STORED DATA
# # #
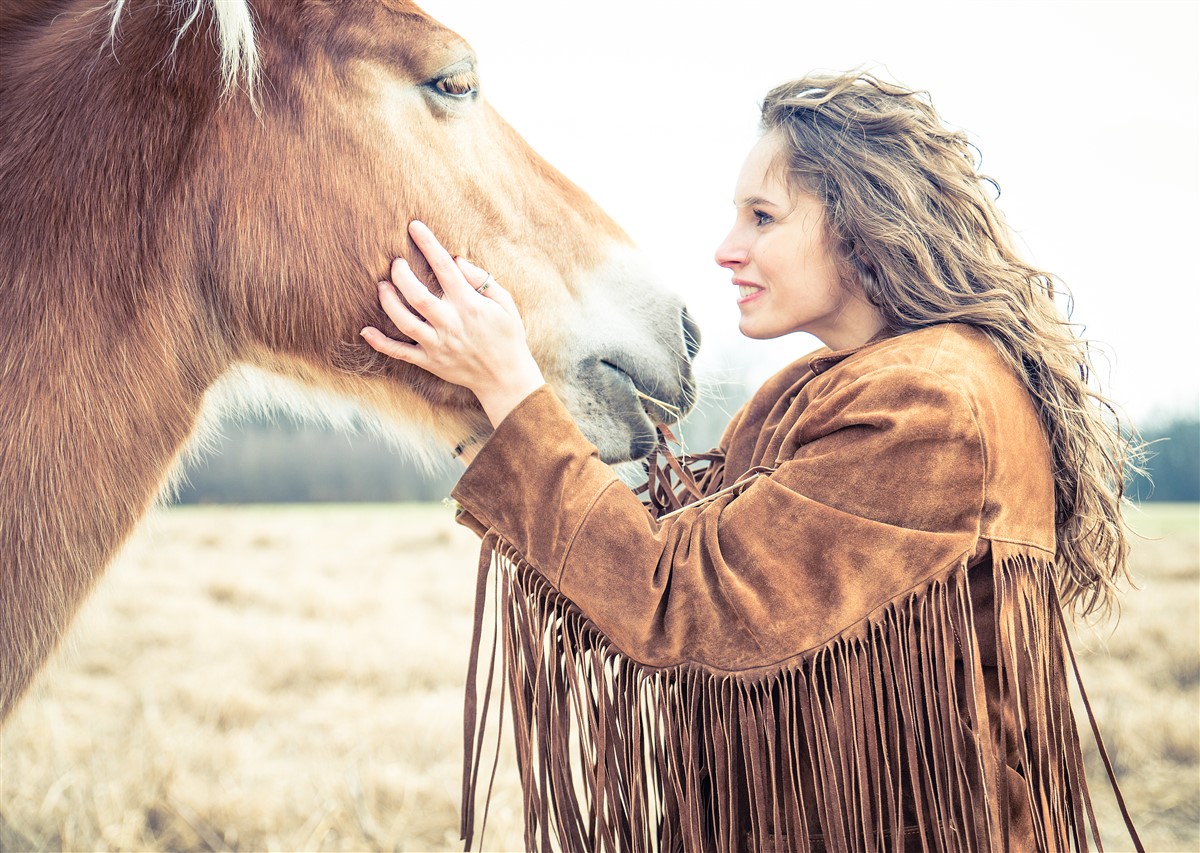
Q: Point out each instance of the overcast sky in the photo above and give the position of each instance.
# # #
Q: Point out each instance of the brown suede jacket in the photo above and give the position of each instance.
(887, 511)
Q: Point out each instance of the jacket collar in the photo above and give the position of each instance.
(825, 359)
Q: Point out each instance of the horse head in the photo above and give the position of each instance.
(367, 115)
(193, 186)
# # #
Return each line of the data above that contains the string "photo".

OUTPUT OF THE EXERCISE
Q: Point out each instance of the overcast sky in the photo above and give the position of each instance.
Q: Point out each instance of the brown suede jacket in the photo above and give the position of each instance.
Q: Point out each instance of the jacket collar in the photo above and give the position of each instance.
Q: Point out each instance of the horse head in the photo above and give the position of each instance.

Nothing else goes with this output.